### Alıştırma soruları
**a)** Verilen metinde "Öyle bekliyorum zamanın" sözlerini içeren ifadeyle açılıp "yoğun olmasa bile." ile kapanan bölümü hiç değiştirmeden tekrar yazın.
**b)** Verilen metne göre yazar geçmişte bir süre hangi şehirde yaşamış?
**c)** Verilen metni iki cümleyle özetleyin.

### Verilen metin
*-*-*

Olduramamak

Nasıl olacak bu işler?

Hiçbir fikrim yok. Bendeki bu geçmişe özlemin kaynağı nedir acaba? Ne zaman ayaklarım yere basacak, ne zaman tatmin olacağım? Tatmin duygusu uzun zamandır hissedemediğim bir duygu. Aslında tatmin olmamak başarılı insanların sahip oldukları bir özellik. Bir fikir oluşturuyor, onu hayata geçiriyor, takdir de alıyor yeri gelirse, para bile kazanıyor ama mutlu olmuyor. Daha iyisini yapabilirim diyor. Benim durumum biraz farklı, ben hayata geçirmediğim her fikrin, ki bu çoğu zaman bütün fikirlerim anlamına da geliyor, başarısızlığını tadıyorum. Yapamadıklarım için değil, bilerek ve isteyerek yapmadıklarım için, "ulan gene olmadı be" diyerek üzülüyorum. İçten içe vicdan azabı çekiyorum.

Niye yapmıyorsun? Bilmiyorum. Çaresizlik diyebiliriz. Uf, böyle söyleyince de çok acıların çocuğu moduna girdim. Yok arkadaşlar, durum öyle değil. Eğer halk arasında karabasan diye bilinen uyku terörüne aşinaysanız bahsettiğim çaresizliği anlayabilirsiniz. Evet, kimse tutmuyor sizin elinizden kolunuzdan ama kıpırdayamıyorsunuz işte. Korku bütün bedeninizi sarıyor ve öylece geçmesini bekliyorsunuz. Bu da çok enteresan bir olgu aslına bakarsanız. Bu hareketsizlik durumu...

Öyle bekliyorum zamanın geçmesini. Dur şu hayatın bir ucundan tutayım, dur kaderimi kontrolüm altına alayım, yok. Devamlı bir geçmişe özlem. Mesela günün bazı dönemlerinde, geçmişte bir süre yaşamış olduğum Ankara'nın belli bölgeleri geliyor aklıma. Hiç öyle manevi değeri olan yerler değil, mesela bir sokağın başı, bir yaya geçidi, serviste dışarı baktığımda gördüğüm trafik... Durup durmadık yerde aklıma o sahne geliyor ve ben çok özlüyorum. Sadece Ankara'yı değil, şu zamandan öncesini hep çok özlüyorum. Eğer doğru hatırlıyorsam özlediğim zamanlarda da, ondan önceki zamanları özlüyordum. Bu kadar yoğun olmasa bile.

*-*-*

[Toplanan veriler]
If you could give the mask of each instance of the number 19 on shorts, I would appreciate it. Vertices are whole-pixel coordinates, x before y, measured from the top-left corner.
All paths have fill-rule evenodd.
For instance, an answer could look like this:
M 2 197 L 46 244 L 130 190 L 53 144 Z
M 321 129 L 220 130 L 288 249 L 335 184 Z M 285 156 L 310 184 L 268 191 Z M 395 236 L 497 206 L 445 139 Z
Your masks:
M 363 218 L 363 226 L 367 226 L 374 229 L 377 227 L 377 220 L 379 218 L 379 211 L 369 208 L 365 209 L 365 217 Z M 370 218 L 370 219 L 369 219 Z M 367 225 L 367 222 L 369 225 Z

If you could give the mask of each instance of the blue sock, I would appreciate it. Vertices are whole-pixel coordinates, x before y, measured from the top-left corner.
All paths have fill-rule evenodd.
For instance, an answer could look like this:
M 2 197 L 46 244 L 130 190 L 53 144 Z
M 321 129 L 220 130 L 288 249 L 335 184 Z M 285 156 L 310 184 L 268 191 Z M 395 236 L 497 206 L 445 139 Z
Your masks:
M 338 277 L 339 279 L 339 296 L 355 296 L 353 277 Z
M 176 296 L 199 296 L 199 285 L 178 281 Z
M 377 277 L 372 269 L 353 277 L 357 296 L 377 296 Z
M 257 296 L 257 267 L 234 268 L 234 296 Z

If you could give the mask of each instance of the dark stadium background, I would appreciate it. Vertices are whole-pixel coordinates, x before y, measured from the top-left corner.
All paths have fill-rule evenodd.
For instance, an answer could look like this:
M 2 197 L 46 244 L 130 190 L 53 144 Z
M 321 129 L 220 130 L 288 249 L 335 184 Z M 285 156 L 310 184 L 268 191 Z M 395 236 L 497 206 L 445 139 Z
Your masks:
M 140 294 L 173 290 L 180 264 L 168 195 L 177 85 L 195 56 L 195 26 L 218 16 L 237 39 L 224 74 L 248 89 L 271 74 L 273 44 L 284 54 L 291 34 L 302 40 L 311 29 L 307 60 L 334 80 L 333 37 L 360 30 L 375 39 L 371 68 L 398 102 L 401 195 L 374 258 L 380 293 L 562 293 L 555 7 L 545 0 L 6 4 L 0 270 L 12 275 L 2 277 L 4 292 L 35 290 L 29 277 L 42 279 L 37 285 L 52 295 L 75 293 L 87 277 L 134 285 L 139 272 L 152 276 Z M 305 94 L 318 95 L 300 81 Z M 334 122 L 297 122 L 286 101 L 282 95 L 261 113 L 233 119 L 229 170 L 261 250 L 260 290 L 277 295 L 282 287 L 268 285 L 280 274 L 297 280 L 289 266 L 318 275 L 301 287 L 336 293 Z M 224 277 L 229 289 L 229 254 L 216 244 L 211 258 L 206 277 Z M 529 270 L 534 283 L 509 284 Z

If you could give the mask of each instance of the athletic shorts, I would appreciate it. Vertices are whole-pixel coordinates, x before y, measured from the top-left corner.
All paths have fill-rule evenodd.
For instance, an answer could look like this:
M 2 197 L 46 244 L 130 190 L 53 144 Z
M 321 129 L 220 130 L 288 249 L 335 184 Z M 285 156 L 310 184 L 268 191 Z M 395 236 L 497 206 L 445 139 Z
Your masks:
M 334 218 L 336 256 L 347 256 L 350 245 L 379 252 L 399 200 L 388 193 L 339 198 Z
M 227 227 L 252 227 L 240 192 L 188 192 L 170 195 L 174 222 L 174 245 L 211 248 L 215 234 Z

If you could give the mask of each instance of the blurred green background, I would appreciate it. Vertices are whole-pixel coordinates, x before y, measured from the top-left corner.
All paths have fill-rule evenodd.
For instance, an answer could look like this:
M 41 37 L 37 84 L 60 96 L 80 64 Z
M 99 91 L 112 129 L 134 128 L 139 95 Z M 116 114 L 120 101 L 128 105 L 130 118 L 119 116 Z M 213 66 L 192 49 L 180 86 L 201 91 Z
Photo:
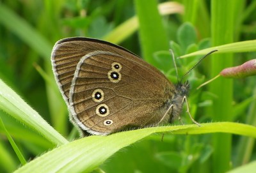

*-*-*

### Görev yanıtları
**a)**
Öyle bekliyorum zamanın geçmesini. Dur şu hayatın bir ucundan tutayım, dur kaderimi kontrolüm altına alayım, yok. Devamlı bir geçmişe özlem. Mesela günün bazı dönemlerinde, geçmişte bir süre yaşamış olduğum Ankara'nın belli bölgeleri geliyor aklıma. Hiç öyle manevi değeri olan yerler değil, mesela bir sokağın başı, bir yaya geçidi, serviste dışarı baktığımda gördüğüm trafik... Durup durmadık yerde aklıma o sahne geliyor ve ben çok özlüyorum. Sadece Ankara'yı değil, şu zamandan öncesini hep çok özlüyorum. Eğer doğru hatırlıyorsam özlediğim zamanlarda da, ondan önceki zamanları özlüyordum. Bu kadar yoğun olmasa bile.

**b)** Ankara'da.

**c)** Yazar uzun zamandır tatmin duygusu hissedemediğini, bilerek ve isteyerek hayata geçirmediği fikirlerin başarısızlığını tadıp vicdan azabı çektiğini söylüyor ve bunu karabasandaki kıpırdayamama hâline benzeyen bir çaresizlikle açıklıyor. Sürekli bir geçmişe özlem duyduğunu, geçmişte yaşadığı Ankara'nın sıradan yerlerini ve şimdiden önceki zamanları çok özlediğini de anlatıyor.